CYTOWANY FRAGMENT:
- - - -
Koronawirus z Wuhan dotarł już do Polski. Zagrożenie epidemią pokrzyżowało plany zawodowe m.in. Małgorzacie Rozenek, która na próżno szykowała się na konferencję w Senacie o prawach kobiet. Przełożona została również premiera filmu "W lesie dziś nie zaśnie nikt" z Julią Wieniawą, a Doda postanowiła nie robić sobie już sobie zdjęć z fanami. I chociaż koronawirus nie jest w stanie zepsuć dobrego humoru Janusza Korwin-Mikke, to także zagraniczne gwiazdy mają ogromne obawy związane z epidemią.
Na chwilę obecną sytuacja związana z epidemią COVID-19 w Stanach Zjednoczonych jest gorsza niż w Polsce. Zakażonych jest już bowiem niemal tysiąc osób. Do gwiazd, które poważnie obawiają się koronawirusa, należy Naomi Campbell. Modelka nie mogła zrezygnować z lotniczej podróży, a więc jeszcze przed przybyciem na lotnisko przywdziała specjalne ubranie ochronne. Gwiazda zjawiła się w porcie lotniczym w kombinezonie, masce, specjalnych okularach oraz rękawicach. W takiej anty-koronawirusowej stylizacji modelka odbyła cały lot, a swoją przezornością pochwaliła się na Instagramie:
Bezpieczeństwo najważniejsze. Poziom wyżej - napisała modelka.
Obserwatorzy modelki w swoich komentarzach dali wyraz temu, co myślą o jej anty-koronawirusowej stylizacji:
Moja bakteriofobia to przy Naomi pikuś.
Królowa higienicznego podróżowania.
Histeria jest także zaraźliwa. Zaraźliwa nawet bardziej niż wirus.
A Wy jak uważacie, czy stylizacja Naomi Campbell jest wynikiem histerii?
- - - -
WYODRĘBNIONE DANE:
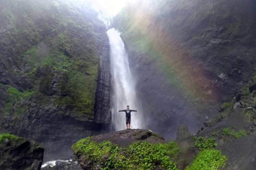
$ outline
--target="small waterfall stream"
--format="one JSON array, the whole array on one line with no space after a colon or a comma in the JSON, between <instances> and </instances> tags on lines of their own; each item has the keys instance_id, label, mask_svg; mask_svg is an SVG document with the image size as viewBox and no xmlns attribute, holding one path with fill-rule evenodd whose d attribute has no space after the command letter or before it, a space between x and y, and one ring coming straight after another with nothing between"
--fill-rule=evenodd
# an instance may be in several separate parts
<instances>
[{"instance_id":1,"label":"small waterfall stream","mask_svg":"<svg viewBox=\"0 0 256 170\"><path fill-rule=\"evenodd\" d=\"M136 97L136 76L131 72L128 55L120 33L114 29L107 32L109 39L110 49L110 67L111 80L111 106L112 125L115 131L125 129L125 113L117 112L116 110L138 109L138 112L131 113L131 128L141 129L142 108L139 107L140 101Z\"/></svg>"}]
</instances>

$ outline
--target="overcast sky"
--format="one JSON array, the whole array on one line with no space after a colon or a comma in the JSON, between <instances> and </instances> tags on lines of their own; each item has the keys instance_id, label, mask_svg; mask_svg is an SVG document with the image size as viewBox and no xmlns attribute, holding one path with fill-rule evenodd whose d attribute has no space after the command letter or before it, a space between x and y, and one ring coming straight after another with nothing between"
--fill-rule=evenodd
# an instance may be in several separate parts
<instances>
[{"instance_id":1,"label":"overcast sky","mask_svg":"<svg viewBox=\"0 0 256 170\"><path fill-rule=\"evenodd\" d=\"M124 7L127 2L136 0L70 0L80 2L89 2L96 11L101 11L105 17L113 16Z\"/></svg>"}]
</instances>

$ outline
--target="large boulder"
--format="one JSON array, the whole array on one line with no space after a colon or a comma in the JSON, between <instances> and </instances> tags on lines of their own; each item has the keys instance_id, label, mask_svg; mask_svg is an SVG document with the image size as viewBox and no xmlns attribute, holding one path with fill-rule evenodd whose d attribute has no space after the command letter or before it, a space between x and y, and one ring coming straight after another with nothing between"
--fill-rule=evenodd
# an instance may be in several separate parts
<instances>
[{"instance_id":1,"label":"large boulder","mask_svg":"<svg viewBox=\"0 0 256 170\"><path fill-rule=\"evenodd\" d=\"M39 170L43 153L43 147L34 141L0 134L0 169Z\"/></svg>"},{"instance_id":2,"label":"large boulder","mask_svg":"<svg viewBox=\"0 0 256 170\"><path fill-rule=\"evenodd\" d=\"M184 124L181 124L180 125L177 133L177 140L189 137L191 136L185 125Z\"/></svg>"}]
</instances>

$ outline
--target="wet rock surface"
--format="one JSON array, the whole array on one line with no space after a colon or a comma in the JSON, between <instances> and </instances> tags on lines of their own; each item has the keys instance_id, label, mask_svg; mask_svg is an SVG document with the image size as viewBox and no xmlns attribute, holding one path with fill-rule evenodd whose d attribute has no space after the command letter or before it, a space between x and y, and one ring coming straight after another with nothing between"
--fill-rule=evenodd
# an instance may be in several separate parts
- - - -
TWOJE ZADANIE: Co miała na sobie Naomi Campbell, gdy zjawiła się w porcie lotniczym, według tekstu o gwiazdach i koronawirusie? Wymień wszystkie części jej ochronnego stroju.

ROZWIĄZANIE ZADANIA: Kombinezon, maska, specjalne okulary, rękawice.